---- Selected text

161 N.E. 553 | Ohio Ct. App. | 1924
The parties stand in this court as they did in the court below, and for convenience will be referred to as plaintiff and defendant. *367
The plaintiff brought an action to recover $3,500 from the defendant upon a fire insurance policy issued by it to the plaintiff, he claiming to have suffered a total loss and therefore to be entitled to the full amount thereof.
The defendant filed an answer, denying liability, and the case went to trial before a jury in the common pleas court of Summit county, with the result that at the end of the plaintiff's case, upon motion of the defendant, the trial court took the case from the jury and directed a verdict for the defendant. The plaintiff filed a motion for new trial, which was overruled, and judgment was entered upon the verdict, and the case is now here on error to reverse that judgment.
The attorneys on each side have filed very voluminous briefs, covering every angle of the case as they see it; but, from our examination of the record and the law applicable thereto, we believe that the case can be decided upon one or two principal points, which we will hereinafter attempt to set out.
The case was tried upon the third amended petition of the plaintiff, in which it was alleged that on the 11th of August, 1920, he obtained said policy of fire insurance from said defendant and paid the premium therefor, and that the same was to extend for a full term of three years; that the property insured was a frame dwelling, located upon a lot in Lakemore in said county; and that said lot was purchased by him individually, with his own money, without any contribution of any kind or character from his wife, but that at the time of purchase the title to the same was taken in the joint names of *368 himself and wife, and that the frame building covered by said policy was the sole and individual property of said plaintiff.

--------

Objective:
Answer these questions about the court opinion:
1. What amount did the plaintiff sue to recover?
2. In the common pleas court of which county was the case tried?
3. On what date did the plaintiff obtain the policy?
The records that follow come from a separate source and have no connection to the court opinion.

---- Records supplied

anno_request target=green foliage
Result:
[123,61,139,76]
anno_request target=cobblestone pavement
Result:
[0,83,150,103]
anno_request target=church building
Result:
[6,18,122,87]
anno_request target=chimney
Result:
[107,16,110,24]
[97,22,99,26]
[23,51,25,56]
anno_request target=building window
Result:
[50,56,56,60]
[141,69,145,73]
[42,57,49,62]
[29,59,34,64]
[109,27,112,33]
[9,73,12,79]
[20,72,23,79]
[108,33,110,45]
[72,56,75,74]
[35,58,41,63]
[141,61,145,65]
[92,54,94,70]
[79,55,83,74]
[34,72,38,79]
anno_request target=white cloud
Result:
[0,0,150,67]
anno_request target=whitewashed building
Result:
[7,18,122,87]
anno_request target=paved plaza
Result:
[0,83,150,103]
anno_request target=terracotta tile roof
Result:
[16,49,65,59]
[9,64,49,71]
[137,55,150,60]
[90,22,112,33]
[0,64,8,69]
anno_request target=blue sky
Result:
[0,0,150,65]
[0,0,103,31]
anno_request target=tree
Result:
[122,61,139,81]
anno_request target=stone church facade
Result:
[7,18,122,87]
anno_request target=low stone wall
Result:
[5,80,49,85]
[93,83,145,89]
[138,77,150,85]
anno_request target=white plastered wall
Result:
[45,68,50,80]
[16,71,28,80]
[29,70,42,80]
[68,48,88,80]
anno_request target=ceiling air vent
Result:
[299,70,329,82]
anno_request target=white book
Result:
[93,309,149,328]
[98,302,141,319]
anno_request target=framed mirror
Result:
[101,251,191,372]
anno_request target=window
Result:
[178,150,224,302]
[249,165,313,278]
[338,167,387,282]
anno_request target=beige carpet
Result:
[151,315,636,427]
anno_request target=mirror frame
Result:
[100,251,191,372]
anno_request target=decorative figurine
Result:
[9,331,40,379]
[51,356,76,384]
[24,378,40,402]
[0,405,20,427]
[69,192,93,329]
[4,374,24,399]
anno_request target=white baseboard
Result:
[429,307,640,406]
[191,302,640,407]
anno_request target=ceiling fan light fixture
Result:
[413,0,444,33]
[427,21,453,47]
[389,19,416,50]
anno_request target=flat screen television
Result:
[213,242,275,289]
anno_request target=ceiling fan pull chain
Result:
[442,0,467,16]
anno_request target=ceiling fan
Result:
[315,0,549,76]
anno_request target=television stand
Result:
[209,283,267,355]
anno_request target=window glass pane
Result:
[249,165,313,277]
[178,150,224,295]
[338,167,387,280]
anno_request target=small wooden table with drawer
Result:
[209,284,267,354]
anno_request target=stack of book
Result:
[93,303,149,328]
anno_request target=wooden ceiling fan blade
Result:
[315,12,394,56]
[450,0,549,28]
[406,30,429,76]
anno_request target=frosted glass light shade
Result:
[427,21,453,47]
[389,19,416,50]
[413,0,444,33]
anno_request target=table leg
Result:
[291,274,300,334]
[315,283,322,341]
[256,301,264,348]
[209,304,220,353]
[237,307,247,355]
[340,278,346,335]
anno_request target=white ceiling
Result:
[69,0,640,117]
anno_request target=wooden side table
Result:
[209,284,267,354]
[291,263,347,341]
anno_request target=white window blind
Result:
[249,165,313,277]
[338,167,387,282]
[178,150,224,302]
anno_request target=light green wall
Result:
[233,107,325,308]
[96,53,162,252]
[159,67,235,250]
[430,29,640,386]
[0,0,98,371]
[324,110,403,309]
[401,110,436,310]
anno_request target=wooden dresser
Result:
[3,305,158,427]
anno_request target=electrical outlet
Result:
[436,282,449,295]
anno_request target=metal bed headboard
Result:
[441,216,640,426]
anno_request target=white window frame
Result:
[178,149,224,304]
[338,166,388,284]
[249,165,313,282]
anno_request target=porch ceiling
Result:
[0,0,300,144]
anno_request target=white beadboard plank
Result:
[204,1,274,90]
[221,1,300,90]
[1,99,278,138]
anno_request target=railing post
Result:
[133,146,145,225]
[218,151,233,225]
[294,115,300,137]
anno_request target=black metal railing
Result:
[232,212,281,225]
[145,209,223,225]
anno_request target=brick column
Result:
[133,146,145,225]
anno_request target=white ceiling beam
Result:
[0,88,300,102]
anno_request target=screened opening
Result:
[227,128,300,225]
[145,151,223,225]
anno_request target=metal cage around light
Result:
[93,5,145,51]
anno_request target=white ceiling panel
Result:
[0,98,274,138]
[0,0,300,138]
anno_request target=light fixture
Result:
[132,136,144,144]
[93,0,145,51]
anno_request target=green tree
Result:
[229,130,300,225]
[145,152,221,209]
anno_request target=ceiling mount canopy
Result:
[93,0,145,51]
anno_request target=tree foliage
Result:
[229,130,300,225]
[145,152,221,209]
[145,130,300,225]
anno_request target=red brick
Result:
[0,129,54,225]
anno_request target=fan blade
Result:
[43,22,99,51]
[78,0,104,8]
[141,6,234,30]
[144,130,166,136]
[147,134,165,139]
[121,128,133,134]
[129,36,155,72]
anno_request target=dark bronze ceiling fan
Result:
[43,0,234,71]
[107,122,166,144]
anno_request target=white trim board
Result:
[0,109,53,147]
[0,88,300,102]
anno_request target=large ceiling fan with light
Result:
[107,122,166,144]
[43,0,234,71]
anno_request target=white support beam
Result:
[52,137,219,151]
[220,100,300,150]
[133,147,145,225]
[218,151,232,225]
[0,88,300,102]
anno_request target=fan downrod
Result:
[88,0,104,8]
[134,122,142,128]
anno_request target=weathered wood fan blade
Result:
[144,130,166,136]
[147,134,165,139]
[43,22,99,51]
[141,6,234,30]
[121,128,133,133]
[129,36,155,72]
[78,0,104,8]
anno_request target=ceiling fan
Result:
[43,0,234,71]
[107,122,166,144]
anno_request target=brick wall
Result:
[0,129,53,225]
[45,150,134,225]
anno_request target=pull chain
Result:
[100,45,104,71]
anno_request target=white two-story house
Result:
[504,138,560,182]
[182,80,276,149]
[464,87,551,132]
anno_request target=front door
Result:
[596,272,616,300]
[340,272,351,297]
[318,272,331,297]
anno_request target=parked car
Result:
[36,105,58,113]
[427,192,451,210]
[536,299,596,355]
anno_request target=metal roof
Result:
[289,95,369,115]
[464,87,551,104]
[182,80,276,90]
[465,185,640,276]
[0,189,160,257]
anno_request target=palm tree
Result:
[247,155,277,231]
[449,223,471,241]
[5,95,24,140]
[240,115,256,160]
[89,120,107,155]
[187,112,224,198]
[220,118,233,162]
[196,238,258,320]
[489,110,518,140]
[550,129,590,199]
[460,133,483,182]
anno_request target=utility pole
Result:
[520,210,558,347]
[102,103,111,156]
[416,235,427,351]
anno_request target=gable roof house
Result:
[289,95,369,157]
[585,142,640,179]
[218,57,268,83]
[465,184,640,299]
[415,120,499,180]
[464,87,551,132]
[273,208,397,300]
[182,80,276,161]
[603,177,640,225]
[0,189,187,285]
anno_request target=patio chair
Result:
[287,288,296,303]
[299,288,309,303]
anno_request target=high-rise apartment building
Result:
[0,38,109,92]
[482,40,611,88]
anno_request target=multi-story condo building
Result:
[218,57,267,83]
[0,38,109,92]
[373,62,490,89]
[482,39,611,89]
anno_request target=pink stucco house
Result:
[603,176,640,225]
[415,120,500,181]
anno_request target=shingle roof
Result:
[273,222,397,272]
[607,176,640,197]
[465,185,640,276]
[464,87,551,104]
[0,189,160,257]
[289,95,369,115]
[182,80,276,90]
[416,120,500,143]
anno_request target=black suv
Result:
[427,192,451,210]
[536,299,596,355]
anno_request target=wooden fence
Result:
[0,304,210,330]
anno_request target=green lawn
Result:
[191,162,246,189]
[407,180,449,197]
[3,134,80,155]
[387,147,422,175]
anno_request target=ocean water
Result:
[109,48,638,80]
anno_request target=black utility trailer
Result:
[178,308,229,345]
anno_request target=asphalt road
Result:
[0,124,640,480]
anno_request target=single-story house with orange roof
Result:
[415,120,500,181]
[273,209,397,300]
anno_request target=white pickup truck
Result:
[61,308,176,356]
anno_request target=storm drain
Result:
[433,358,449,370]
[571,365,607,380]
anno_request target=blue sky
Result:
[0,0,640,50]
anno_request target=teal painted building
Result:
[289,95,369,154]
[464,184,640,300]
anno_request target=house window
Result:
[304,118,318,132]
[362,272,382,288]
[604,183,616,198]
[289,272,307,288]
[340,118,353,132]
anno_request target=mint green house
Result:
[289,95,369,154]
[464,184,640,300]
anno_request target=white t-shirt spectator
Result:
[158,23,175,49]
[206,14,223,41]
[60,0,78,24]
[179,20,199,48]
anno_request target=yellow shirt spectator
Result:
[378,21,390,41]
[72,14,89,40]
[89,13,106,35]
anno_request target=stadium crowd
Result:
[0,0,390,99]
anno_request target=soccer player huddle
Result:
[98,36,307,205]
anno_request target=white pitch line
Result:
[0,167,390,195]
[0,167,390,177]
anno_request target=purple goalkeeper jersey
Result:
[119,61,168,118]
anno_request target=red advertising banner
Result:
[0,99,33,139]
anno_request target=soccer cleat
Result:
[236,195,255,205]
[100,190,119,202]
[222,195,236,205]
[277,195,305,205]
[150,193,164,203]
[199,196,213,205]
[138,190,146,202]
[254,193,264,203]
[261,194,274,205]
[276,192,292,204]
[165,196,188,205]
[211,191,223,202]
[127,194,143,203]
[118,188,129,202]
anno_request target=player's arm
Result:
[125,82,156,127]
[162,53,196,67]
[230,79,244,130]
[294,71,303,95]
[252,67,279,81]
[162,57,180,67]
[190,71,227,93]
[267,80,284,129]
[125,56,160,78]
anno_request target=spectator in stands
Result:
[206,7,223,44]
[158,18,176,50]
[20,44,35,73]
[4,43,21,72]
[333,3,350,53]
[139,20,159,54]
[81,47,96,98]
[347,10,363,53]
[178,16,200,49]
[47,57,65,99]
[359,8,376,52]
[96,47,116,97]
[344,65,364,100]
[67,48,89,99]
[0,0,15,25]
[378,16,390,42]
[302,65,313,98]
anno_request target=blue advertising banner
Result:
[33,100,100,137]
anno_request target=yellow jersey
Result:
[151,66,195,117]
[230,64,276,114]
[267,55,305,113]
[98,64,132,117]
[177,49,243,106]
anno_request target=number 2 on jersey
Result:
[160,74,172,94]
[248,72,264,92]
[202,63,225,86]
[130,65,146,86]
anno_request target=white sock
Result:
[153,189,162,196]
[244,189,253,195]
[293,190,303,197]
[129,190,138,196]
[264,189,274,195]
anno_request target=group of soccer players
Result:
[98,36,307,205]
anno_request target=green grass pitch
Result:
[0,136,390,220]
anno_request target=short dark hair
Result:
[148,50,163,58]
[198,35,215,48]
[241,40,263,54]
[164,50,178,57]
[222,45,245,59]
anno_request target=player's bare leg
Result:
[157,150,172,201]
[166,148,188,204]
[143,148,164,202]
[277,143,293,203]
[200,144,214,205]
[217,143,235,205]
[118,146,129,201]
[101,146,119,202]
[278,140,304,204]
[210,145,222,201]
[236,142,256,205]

--------

Response:
1. $3,500
2. Summit County
3. August 11, 1920